— Start Document extract —
226. Telegram 2100 From the Embassy in Sudan to the Department of State1 2


  • Further US Policy Toward the Sudan


  • State 169610

1. Summary: Eleven weeks have passed since the Sudanese released the Palestinian terrorists and Ambassador Brewer was recalled in consequence. With the Ambassador now completing home leave, Dept will presumably be reviewing decisions described in reftel, including question of Ambassador’s return to post. This message attempts to assess the effectiveness of our policy to date and advances suggestions for possible future steps. In brief, Ambassador’s return to Khartoum should be preceded by, and conditioned upon the results of, a meeting between Charge and a senior Sudanese official. Alternatively, Ambassador could return for exploratory talks himself. In either case, we should now openly discuss our problems. US must decide whether its interests are served by maintaining its current posture. End summary.

2. If the policies as laid out in State 169610 were fully appropriate to the circumstances, the manner in which we communicated them to (or in fact concealed them from) the Sudanese makes it difficult to weigh their impact. We have certainly kept them guessing. Several diplomats [Page 2] have probed about Ambassador Brewer’s return and about the future of US assistance here. Some of them undoubtedly acting on behalf of the Sudanese. In response to questions, Charge has said that the Ambassador’s future is still subject to review and that assistance is compatible with neither the decision to release the convicted murderers of US diplomats nor the manner in which it was made.

3. Our only talks with Sudanese officials on US-Sudanese relations were reported in Khartoum 1795 and 1926. If we expected expressions of overwhelming remorse or apology, none were forthcoming. Instead, officials explained their position in the following terms: the decision to release the terrorists was painful and in no way diminished Sudanese horror and sorrow over the murders or their respect and admiration for the victims; political imperatives inseparable from participation in the Arab world compelled Nimeiri to take the decision he did; and imprisonment of the terrorists would surely have led to a further loss of lives through retaliation. These officials and diplomats friendly to the Arab cause pled for understanding on the part of the US and noted that the Sudan was not alone in having been pressured into releasing terrorists. Another common theme has been the claim that the Khartoum terrorists did not go totally unpunished, having been detained for sixteen months pending a trial in which they were found guilty and severe penalties were imposed. This has been pictured as Sterner treatment than that meted out by other governments with captured terrorists on their hands. Finally, as dept aware, Sudanese distinguish between the judicial process, which they say was carried to its conclusion, and the executive action taken by Nimeiri.
— End Document extract —
— Start Items —
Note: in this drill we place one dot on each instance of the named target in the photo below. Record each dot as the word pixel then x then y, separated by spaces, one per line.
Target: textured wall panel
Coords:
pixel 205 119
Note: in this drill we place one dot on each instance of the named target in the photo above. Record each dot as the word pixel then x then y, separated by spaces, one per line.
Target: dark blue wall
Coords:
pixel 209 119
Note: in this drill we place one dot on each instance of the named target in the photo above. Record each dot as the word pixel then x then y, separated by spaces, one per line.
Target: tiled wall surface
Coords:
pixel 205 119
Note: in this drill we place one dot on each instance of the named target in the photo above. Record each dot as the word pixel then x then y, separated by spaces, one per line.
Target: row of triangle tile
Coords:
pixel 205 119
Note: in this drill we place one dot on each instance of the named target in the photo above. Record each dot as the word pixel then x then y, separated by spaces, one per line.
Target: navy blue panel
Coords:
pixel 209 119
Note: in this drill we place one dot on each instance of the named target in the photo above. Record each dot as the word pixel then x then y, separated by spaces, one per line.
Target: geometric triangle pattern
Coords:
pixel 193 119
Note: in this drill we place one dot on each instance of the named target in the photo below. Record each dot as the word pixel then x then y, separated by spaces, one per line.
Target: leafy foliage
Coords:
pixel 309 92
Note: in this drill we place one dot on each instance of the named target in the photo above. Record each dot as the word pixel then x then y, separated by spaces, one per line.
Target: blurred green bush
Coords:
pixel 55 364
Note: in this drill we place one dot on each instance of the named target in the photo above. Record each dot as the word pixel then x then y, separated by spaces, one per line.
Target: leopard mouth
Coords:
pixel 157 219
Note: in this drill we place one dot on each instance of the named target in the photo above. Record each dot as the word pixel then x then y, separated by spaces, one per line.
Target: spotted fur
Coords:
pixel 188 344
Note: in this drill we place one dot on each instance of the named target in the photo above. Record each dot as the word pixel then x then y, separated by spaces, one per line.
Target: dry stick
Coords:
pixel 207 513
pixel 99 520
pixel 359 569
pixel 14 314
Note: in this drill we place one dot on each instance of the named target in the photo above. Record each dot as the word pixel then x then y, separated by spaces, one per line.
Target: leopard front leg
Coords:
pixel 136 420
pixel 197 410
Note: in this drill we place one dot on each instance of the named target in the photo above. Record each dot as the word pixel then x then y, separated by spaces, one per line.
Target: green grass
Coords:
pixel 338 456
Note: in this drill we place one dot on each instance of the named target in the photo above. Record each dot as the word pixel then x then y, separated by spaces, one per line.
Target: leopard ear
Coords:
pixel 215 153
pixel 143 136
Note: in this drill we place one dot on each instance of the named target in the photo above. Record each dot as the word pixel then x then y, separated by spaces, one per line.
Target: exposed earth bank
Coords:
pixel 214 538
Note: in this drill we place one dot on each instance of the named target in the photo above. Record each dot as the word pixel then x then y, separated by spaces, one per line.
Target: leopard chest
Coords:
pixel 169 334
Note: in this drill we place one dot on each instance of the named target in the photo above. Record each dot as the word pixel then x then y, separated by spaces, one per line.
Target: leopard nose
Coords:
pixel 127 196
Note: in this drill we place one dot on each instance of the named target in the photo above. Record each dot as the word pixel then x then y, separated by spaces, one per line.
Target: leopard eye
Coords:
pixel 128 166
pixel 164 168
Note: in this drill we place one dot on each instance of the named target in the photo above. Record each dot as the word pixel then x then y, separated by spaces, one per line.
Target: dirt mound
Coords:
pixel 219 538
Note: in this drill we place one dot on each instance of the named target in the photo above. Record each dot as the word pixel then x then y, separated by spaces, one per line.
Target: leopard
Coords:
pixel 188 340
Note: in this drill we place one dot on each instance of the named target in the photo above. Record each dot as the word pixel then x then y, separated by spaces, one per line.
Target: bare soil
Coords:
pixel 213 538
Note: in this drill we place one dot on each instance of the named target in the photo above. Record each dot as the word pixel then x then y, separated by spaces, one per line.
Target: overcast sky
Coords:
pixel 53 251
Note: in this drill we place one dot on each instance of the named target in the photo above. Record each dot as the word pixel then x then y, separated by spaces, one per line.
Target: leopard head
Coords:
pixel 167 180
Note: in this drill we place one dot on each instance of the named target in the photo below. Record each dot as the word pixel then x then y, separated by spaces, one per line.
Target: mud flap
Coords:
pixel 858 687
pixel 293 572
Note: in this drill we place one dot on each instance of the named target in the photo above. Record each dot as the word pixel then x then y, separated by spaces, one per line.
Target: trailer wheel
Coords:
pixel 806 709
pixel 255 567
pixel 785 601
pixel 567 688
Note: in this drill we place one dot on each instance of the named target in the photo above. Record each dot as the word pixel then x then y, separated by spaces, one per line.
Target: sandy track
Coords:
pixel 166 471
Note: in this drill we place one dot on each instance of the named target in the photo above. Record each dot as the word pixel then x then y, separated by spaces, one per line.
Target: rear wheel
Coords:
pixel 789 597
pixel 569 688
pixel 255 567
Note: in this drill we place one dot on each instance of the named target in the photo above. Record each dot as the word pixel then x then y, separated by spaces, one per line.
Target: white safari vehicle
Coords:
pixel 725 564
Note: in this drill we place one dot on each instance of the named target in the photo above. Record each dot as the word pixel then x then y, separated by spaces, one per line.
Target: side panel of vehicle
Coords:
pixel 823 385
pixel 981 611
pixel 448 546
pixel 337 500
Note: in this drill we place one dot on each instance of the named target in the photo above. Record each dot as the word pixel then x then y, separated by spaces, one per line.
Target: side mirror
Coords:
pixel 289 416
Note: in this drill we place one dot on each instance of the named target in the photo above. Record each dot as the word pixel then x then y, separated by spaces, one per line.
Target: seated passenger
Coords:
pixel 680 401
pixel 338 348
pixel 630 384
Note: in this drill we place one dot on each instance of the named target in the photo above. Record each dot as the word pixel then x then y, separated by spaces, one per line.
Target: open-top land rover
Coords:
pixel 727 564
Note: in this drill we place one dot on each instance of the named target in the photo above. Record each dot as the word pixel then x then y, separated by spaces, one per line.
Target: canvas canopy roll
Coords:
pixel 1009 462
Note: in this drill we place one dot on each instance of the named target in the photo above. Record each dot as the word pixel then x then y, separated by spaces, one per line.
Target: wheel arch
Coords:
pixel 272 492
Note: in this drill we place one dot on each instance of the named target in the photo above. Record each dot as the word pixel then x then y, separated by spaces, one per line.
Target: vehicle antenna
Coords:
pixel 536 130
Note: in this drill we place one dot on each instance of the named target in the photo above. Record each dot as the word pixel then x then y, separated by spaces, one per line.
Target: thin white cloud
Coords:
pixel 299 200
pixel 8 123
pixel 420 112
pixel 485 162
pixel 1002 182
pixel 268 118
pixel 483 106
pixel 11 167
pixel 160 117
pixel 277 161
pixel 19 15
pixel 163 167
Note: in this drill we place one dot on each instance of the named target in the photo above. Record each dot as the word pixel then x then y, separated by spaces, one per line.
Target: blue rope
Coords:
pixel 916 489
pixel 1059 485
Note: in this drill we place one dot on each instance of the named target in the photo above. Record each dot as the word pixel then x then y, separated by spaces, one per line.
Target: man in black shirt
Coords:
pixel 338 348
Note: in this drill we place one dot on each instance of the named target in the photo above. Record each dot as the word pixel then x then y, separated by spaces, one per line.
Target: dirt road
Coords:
— End Items —
» Exercise requirements:
A: List the three points in which, according to the telegram, Sudanese officials explained their position on the release of the terrorists.
B: Convert everything in the records from the first line down through the line containing "pixel 157 219", both ends included, into a JSON list of strings with one string per line and blank lines omitted.

» Answers by task:
A:
1. The decision to release the terrorists was painful and in no way diminished Sudanese horror and sorrow over the murders or their respect and admiration for the victims.
2. Political imperatives inseparable from participation in the Arab world compelled Nimeiri to take the decision he did.
3. Imprisonment of the terrorists would surely have led to a further loss of lives through retaliation.

B:
[
  "Note: in this drill we place one dot on each instance of the named target in the photo below. Record each dot as the word pixel then x then y, separated by spaces, one per line.",
  "Target: textured wall panel",
  "Coords:",
  "pixel 205 119",
  "Note: in this drill we place one dot on each instance of the named target in the photo above. Record each dot as the word pixel then x then y, separated by spaces, one per line.",
  "Target: dark blue wall",
  "Coords:",
  "pixel 209 119",
  "Note: in this drill we place one dot on each instance of the named target in the photo above. Record each dot as the word pixel then x then y, separated by spaces, one per line.",
  "Target: tiled wall surface",
  "Coords:",
  "pixel 205 119",
  "Note: in this drill we place one dot on each instance of the named target in the photo above. Record each dot as the word pixel then x then y, separated by spaces, one per line.",
  "Target: row of triangle tile",
  "Coords:",
  "pixel 205 119",
  "Note: in this drill we place one dot on each instance of the named target in the photo above. Record each dot as the word pixel then x then y, separated by spaces, one per line.",
  "Target: navy blue panel",
  "Coords:",
  "pixel 209 119",
  "Note: in this drill we place one dot on each instance of the named target in the photo above. Record each dot as the word pixel then x then y, separated by spaces, one per line.",
  "Target: geometric triangle pattern",
  "Coords:",
  "pixel 193 119",
  "Note: in this drill we place one dot on each instance of the named target in the photo below. Record each dot as the word pixel then x then y, separated by spaces, one per line.",
  "Target: leafy foliage",
  "Coords:",
  "pixel 309 92",
  "Note: in this drill we place one dot on each instance of the named target in the photo above. Record each dot as the word pixel then x then y, separated by spaces, one per line.",
  "Target: blurred green bush",
  "Coords:",
  "pixel 55 364",
  "Note: in this drill we place one dot on each instance of the named target in the photo above. Record each dot as the word pixel then x then y, separated by spaces, one per line.",
  "Target: leopard mouth",
  "Coords:",
  "pixel 157 219"
]